▶ _Data shown_
::::::::::

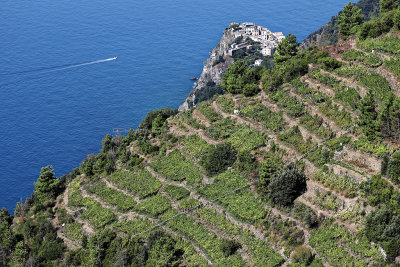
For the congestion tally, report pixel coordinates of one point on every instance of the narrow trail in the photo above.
(125, 192)
(310, 169)
(339, 170)
(257, 232)
(312, 83)
(348, 82)
(85, 225)
(314, 111)
(353, 228)
(396, 187)
(71, 244)
(201, 118)
(201, 134)
(131, 215)
(266, 101)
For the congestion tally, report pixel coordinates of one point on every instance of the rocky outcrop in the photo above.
(214, 67)
(244, 37)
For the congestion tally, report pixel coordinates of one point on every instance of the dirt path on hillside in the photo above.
(348, 82)
(201, 118)
(131, 215)
(353, 228)
(257, 232)
(85, 225)
(71, 244)
(312, 83)
(201, 134)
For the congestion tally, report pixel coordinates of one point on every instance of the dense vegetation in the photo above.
(296, 165)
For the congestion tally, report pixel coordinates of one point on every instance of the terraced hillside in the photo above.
(162, 184)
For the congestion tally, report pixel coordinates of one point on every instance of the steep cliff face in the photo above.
(211, 77)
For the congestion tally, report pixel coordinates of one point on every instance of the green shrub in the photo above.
(329, 63)
(229, 247)
(287, 185)
(218, 158)
(394, 168)
(303, 255)
(176, 192)
(177, 168)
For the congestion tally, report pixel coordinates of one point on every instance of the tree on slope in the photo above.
(237, 76)
(286, 49)
(394, 168)
(47, 184)
(287, 185)
(368, 117)
(388, 5)
(350, 17)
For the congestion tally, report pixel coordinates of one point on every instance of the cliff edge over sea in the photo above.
(237, 42)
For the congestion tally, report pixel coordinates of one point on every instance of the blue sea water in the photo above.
(58, 118)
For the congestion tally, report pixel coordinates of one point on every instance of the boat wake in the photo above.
(59, 67)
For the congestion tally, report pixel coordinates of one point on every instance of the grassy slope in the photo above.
(268, 235)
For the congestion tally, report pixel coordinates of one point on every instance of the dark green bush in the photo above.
(229, 247)
(394, 168)
(287, 185)
(218, 158)
(303, 255)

::::::::::

▶ _Description of the task_
Lay out everything from the line containing "bush in the photo above." down to the end of the rows as a JSON list of strings, one string per line, with blank lines left out.

▶ _Response to the exercise_
[
  "For the congestion tally, report pixel coordinates of one point on every instance of the dark green bush in the photo above.",
  "(229, 247)",
  "(394, 168)",
  "(287, 185)",
  "(218, 158)",
  "(303, 255)"
]